* _Items listed in a dataset_
+-------+
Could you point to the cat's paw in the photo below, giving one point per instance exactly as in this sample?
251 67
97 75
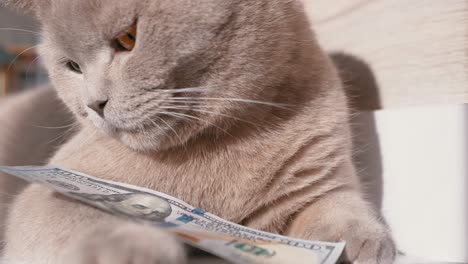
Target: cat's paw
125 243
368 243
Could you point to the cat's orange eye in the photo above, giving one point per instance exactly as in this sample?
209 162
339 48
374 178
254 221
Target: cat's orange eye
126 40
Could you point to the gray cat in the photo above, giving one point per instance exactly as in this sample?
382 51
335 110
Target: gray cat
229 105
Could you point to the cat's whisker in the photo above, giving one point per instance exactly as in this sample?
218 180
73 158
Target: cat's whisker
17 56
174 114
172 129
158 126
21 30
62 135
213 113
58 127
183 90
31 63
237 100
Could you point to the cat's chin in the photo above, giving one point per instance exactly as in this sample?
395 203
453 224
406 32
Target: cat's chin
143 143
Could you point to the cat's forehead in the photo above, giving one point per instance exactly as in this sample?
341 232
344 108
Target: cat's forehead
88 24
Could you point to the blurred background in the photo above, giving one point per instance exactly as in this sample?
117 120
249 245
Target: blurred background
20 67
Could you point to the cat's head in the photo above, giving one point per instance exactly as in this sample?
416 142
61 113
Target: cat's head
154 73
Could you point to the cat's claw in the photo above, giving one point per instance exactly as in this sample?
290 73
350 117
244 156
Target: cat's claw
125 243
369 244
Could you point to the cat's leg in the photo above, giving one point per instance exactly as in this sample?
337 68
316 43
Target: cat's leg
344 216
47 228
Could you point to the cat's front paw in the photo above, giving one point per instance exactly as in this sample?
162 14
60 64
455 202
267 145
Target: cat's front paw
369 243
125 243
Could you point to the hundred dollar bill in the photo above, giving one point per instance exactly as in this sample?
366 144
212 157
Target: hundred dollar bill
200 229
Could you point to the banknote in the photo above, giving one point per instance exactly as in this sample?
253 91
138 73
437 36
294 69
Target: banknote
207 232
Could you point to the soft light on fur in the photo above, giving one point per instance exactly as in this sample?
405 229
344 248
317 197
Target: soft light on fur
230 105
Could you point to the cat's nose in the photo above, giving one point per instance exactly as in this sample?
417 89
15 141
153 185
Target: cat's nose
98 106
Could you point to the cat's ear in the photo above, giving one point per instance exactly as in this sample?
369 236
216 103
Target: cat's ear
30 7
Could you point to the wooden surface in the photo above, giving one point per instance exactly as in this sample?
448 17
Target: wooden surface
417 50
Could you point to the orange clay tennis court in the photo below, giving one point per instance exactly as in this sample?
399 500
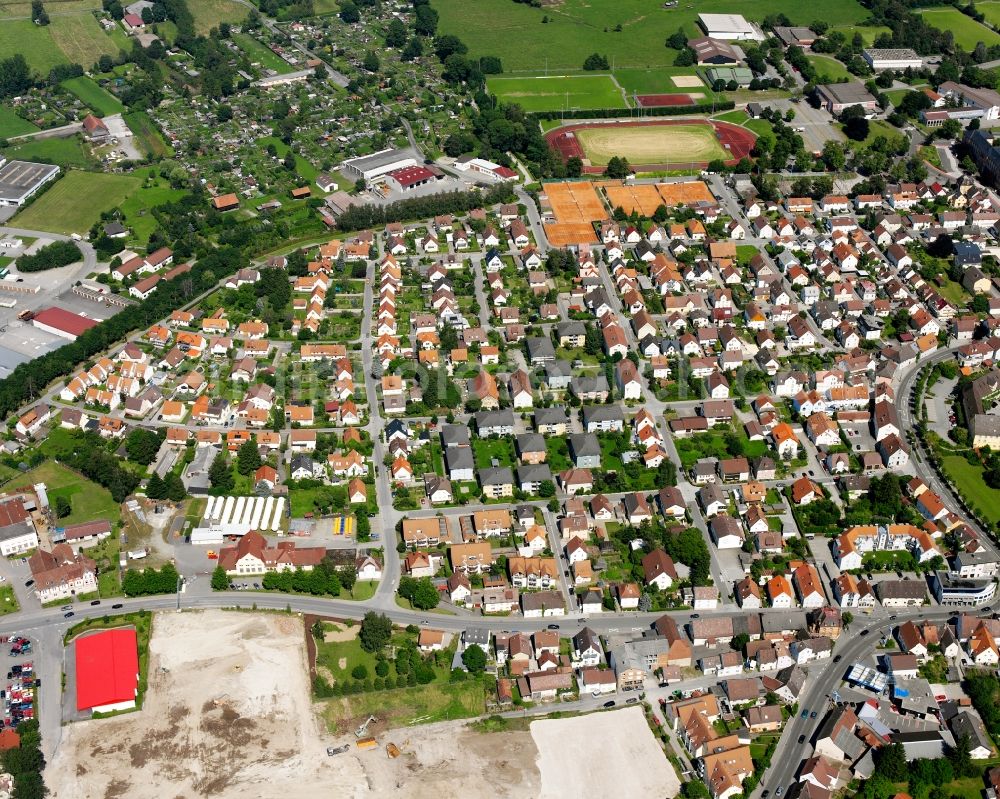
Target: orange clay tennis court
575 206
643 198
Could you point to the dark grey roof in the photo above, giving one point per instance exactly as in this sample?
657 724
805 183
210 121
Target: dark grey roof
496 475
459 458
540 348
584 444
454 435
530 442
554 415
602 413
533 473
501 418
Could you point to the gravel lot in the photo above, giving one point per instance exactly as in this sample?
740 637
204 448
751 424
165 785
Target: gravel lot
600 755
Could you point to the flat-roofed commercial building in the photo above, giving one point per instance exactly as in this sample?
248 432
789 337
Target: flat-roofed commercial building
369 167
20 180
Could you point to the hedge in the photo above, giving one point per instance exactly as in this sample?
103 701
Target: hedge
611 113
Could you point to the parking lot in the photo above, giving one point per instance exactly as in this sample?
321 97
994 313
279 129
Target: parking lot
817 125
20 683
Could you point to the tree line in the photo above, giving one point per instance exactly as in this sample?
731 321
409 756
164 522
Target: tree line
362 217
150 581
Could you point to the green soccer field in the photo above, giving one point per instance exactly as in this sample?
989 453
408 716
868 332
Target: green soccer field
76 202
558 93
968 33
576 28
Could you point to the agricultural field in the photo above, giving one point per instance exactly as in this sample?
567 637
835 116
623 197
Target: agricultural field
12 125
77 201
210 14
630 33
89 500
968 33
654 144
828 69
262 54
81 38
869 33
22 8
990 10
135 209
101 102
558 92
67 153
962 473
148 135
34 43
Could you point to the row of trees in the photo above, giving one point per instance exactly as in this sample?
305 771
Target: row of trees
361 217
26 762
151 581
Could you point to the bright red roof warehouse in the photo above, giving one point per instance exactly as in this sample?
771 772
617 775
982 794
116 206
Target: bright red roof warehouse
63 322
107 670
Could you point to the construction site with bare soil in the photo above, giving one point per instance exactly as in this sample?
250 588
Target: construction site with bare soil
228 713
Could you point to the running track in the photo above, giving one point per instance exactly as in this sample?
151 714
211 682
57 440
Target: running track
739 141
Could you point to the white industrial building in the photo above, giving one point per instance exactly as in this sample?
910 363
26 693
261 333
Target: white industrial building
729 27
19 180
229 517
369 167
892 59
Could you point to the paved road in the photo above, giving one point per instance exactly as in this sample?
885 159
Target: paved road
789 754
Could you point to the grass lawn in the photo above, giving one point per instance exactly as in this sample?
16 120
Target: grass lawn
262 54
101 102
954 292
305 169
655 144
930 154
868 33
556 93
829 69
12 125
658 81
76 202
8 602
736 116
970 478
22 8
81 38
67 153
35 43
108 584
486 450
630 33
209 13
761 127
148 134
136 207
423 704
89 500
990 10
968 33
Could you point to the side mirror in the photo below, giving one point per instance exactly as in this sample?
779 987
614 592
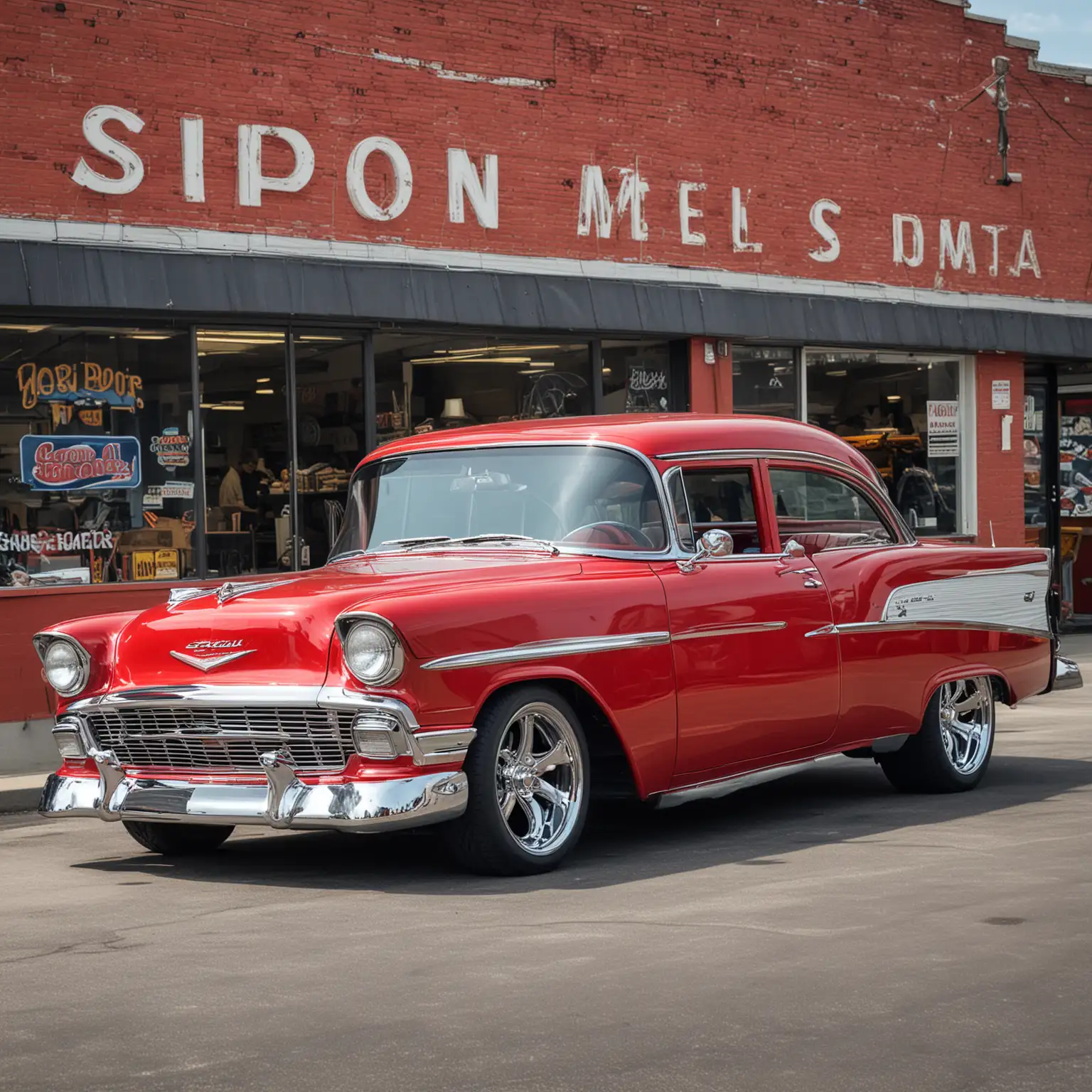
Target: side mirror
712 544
+-------+
* _Written instruction_
Without including any picture, repeat the data exactly.

* _Solution to the exercise_
Could you point to the cat's paw in the photo below, giving one point per instance exactly as in this sample?
251 67
97 75
Target: cat's paw
125 243
368 243
Could you point to the cat's orange eye in the photo above, giving one point per instance exactly as in this sample?
209 162
339 48
374 178
254 221
Target: cat's orange eye
126 40
Could you point to the gray cat in the photo above, giving one point per instance exactly as in this sample?
382 51
335 110
Target: gray cat
229 105
Could you point to the cat's whisker in the photo above, giving one point per instance exactly as in this sample?
218 180
73 158
Target: cat's whisker
17 56
174 114
172 129
158 126
21 30
62 135
213 113
58 127
183 90
31 63
237 100
Could you point to the cat's chin in the photo above, giving one point per instance exactly as in this sample?
395 203
453 224
406 32
Target: cat's chin
143 143
Could you point to the cat's forehead in the photo above, giving one point per instance exactly as in this sample?
341 232
344 108
Target: cat's forehead
88 24
Could you point to the blurred background in the photo above, giving one point per instance exactly as in this sample?
117 120
249 245
Target: blurred background
20 67
Could you point to the cat's head in the photo above, giving one point per instance exactly as in this sample?
416 142
61 113
Target: cat's head
154 73
Could you point to the cat's claw in the photo above, giving one point per instance exactly as in this sample?
290 73
350 117
244 156
Target: cat's claw
125 243
369 244
Could you point to the cat's leg in the photo above, giving one point per instance exactly as in this sample?
337 68
316 43
Target: cat's leg
344 216
47 228
Could you point to the cat's front paw in the photo above, giving one point per instance exactly as in this sample?
162 14
60 64
455 202
267 145
Target: cat's front paw
369 243
125 243
Could you point to the hundred dollar bill in the photo above, giving one point per instance exactly as in this sample?
366 144
212 157
Target: hundred dollar bill
200 229
Could you point to the banknote in the photo above, giving one point per instance exactly as in this sample?
253 91
138 73
437 36
294 69
Target: banknote
207 232
Could you point to the soft light on fur in the photo above, giving one point per instance exactly as in this sample?
405 229
344 248
317 197
Target: soft light on fur
230 105
Could you point to the cat's nose in the photo above, giving one point per instance exactly as in this sample?
417 89
15 141
153 185
Target: cat's nose
98 106
Could you point to the cat's ear in the photo above, giving one point per instance exactly as in this sample?
369 236
216 103
Target: cat's ear
30 7
Could you point to the wooden surface in the photo above, giving one point per instance exactly as in this sample?
448 17
Target: wooden surface
417 50
Could you point to the orange clay tennis court in the photo below, giving one point per instance exactly as in this sample?
399 500
Target: orange clay tennis court
575 206
643 198
Could you point to the dark grey roof in the photo above, giving one point per instance exactly as in this sample?
657 724
805 183
210 121
Target: dark grey roof
496 475
459 458
540 348
584 444
454 435
530 442
554 415
602 413
533 473
501 418
Could you point to the gravel lot in the photo above, giving one point per instance exactly as in this sample?
740 637
204 448
751 424
165 785
Target: gravel lot
600 755
Could you point to the flat-roofed commercial building in the photo above, giving one point per instance exactly as in this sample?
248 432
789 337
Target: flat-roofed commercial building
369 167
20 180
Could you point to the hedge in the photo above, giving one point per instance exactly as in this sample?
103 701
Target: hedge
611 113
Could you point to the parking lot in the photo above, giving one point per instance exactly as in this sample?
321 97
994 313
279 129
Target: parking lot
817 125
20 683
Could you point to the tree line in the photo above, giving one point per instance exactly as in this sample?
731 321
409 756
164 522
Target: tree line
362 217
150 581
Could you point to the green soccer field in the photo above, giving one point per instance exactly as in this sample?
989 453
408 716
868 332
Target: green soccer field
76 202
558 93
968 33
576 28
Could you point to the agricultural field in the photo above, giving one point per instance exactly as in this sample?
567 637
835 116
623 197
Target: agricultural field
12 125
77 201
210 14
630 33
89 500
968 33
654 144
828 69
262 54
81 38
869 33
22 8
990 10
135 209
101 102
558 92
67 153
962 473
148 135
34 43
Could you point to the row of trees in the photo above, giving one point per instance exactly as in this sample?
305 771
Target: row of trees
361 217
26 762
151 581
Could you point to the bright red roof warehouse in the photo above, giving one point per instance exactly as in this sample?
771 772
617 775
982 794
116 206
Target: bright red roof warehouse
63 322
107 670
Could you point to the construction site with bare soil in the photo above, giving one point per instance exactly as in this sample?
250 588
Target: construction site with bare soil
228 713
Could you point to the running track in the photo above, giving one point per instance exactly as in this sample?
151 714
211 682
57 440
Target: running track
739 141
Could you point to the white industrial building in the photo above, giving one point per instance exactly as in this sample?
910 363
26 693
261 333
Target: white industrial building
729 27
19 180
229 517
369 167
892 59
Could you point to the paved road in the photo above, giving one point per instance exactly as in this sample?
885 159
Target: paved road
789 754
Could you point to the grass lawn in the photo above, giving one point per instance exactly as in this sample?
16 120
Target: grass lawn
262 54
101 102
954 292
305 169
655 144
930 154
868 33
556 93
829 69
12 125
658 81
76 202
8 602
736 116
970 478
22 8
81 38
67 153
35 43
108 584
486 450
630 33
209 13
761 127
148 134
136 207
423 704
89 500
990 10
968 33
Could you point to the side mirror in the photo below, giving one point per instance exactly as in this sample?
779 987
614 592
Target: side mirror
712 544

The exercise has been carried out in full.